[Source data]
===

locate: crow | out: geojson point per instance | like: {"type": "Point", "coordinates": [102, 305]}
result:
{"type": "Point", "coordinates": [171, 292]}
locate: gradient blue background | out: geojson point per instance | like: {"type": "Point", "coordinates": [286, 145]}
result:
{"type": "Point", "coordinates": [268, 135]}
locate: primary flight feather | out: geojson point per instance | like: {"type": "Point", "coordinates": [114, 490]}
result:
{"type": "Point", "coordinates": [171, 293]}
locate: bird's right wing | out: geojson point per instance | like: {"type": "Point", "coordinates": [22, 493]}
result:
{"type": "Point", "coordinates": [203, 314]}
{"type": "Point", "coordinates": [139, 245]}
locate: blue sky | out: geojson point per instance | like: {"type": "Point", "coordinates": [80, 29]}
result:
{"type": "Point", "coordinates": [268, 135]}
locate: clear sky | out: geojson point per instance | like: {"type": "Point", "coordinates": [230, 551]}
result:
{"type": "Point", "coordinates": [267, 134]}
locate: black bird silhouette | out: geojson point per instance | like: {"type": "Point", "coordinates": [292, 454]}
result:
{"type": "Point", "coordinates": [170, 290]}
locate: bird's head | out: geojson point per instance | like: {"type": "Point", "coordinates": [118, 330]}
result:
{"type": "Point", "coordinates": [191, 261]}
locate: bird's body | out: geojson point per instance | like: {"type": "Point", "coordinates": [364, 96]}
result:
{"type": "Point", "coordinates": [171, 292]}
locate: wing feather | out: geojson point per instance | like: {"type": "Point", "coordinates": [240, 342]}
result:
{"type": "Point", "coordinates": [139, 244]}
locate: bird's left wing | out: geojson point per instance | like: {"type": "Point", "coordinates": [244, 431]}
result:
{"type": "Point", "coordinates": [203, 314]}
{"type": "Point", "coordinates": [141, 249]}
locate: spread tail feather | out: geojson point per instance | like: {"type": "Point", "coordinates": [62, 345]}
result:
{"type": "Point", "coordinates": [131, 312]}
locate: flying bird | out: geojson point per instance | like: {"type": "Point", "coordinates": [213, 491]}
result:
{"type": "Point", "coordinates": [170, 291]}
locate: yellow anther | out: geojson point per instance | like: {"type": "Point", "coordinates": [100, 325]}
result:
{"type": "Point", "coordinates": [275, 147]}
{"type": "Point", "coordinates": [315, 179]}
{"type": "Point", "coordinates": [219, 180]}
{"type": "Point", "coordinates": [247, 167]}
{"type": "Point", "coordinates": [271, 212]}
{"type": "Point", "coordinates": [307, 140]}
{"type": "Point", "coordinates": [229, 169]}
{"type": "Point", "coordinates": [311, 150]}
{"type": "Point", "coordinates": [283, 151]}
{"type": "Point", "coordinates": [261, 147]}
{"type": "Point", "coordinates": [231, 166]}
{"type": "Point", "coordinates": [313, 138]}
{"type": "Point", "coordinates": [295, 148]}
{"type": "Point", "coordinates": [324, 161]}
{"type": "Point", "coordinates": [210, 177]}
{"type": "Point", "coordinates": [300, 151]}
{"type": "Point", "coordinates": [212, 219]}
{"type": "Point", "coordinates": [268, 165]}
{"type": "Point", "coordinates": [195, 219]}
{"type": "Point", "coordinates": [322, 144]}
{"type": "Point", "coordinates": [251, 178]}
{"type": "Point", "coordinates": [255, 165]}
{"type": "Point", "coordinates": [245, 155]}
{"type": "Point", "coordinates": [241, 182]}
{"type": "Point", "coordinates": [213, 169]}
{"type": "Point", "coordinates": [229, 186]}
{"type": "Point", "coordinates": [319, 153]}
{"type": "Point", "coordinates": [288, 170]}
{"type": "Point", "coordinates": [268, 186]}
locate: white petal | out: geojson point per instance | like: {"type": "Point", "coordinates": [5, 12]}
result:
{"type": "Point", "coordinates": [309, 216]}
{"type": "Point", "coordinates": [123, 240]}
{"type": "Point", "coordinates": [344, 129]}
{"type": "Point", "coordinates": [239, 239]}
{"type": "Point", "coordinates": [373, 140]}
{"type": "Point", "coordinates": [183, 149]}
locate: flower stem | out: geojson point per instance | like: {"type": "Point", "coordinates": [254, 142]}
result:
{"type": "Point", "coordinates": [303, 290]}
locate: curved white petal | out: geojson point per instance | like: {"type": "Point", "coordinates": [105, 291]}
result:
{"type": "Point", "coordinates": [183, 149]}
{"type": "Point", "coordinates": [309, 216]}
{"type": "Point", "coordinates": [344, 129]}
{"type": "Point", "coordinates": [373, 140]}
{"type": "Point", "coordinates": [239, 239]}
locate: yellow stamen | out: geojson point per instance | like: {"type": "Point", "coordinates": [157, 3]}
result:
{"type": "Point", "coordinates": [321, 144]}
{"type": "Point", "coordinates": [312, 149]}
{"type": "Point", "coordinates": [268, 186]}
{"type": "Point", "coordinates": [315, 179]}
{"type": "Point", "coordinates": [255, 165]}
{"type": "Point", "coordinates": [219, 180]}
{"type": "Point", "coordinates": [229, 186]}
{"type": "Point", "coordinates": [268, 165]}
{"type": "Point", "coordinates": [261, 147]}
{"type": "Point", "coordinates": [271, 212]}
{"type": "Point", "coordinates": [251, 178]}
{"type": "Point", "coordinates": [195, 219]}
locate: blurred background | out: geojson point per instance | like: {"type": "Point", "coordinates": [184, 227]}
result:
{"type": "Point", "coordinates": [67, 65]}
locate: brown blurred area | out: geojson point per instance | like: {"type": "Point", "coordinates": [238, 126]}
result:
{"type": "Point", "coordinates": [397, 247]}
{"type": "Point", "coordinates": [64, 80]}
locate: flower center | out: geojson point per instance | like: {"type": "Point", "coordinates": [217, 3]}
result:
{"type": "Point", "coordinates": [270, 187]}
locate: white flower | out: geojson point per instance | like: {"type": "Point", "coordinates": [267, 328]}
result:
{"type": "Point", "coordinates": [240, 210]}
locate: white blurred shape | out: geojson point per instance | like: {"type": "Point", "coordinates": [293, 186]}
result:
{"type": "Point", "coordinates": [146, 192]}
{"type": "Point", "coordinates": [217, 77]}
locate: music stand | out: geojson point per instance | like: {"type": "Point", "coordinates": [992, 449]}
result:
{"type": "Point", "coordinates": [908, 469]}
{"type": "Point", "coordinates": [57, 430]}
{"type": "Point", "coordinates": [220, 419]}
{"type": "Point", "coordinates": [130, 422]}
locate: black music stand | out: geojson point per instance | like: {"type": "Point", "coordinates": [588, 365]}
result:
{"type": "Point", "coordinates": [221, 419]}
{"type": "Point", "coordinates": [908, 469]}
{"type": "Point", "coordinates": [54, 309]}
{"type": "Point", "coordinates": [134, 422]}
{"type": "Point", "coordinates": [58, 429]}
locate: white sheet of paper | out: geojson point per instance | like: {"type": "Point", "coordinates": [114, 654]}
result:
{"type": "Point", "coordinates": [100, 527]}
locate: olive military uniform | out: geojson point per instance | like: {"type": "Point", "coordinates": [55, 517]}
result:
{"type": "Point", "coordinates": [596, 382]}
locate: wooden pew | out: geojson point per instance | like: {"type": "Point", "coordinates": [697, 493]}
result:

===

▶ WHAT YOU WILL DO: Output the lines of the records above exactly as they appear, from the line containing "locate: black bird" through the line containing "locate: yellow anther".

▶ YOUR SOLUTION:
locate: black bird silhouette | out: geojson point per instance | like: {"type": "Point", "coordinates": [292, 454]}
result:
{"type": "Point", "coordinates": [170, 290]}
locate: bird's head | out: geojson point per instance | like: {"type": "Point", "coordinates": [118, 330]}
result:
{"type": "Point", "coordinates": [191, 261]}
locate: bird's body | out: geojson point per instance | like: {"type": "Point", "coordinates": [364, 96]}
result:
{"type": "Point", "coordinates": [171, 292]}
locate: wing feather | out: geojson point per instance | like: {"type": "Point", "coordinates": [240, 342]}
result:
{"type": "Point", "coordinates": [139, 244]}
locate: bird's left wing | out: geojson point per instance | like: {"type": "Point", "coordinates": [244, 431]}
result:
{"type": "Point", "coordinates": [203, 314]}
{"type": "Point", "coordinates": [141, 249]}
locate: spread tail feather | out: geojson point per instance | like: {"type": "Point", "coordinates": [62, 345]}
result:
{"type": "Point", "coordinates": [131, 312]}
locate: flying bird | out: geojson point per instance | like: {"type": "Point", "coordinates": [213, 491]}
result:
{"type": "Point", "coordinates": [170, 291]}
locate: yellow anther | out: geojson point per instance | like: {"type": "Point", "coordinates": [100, 325]}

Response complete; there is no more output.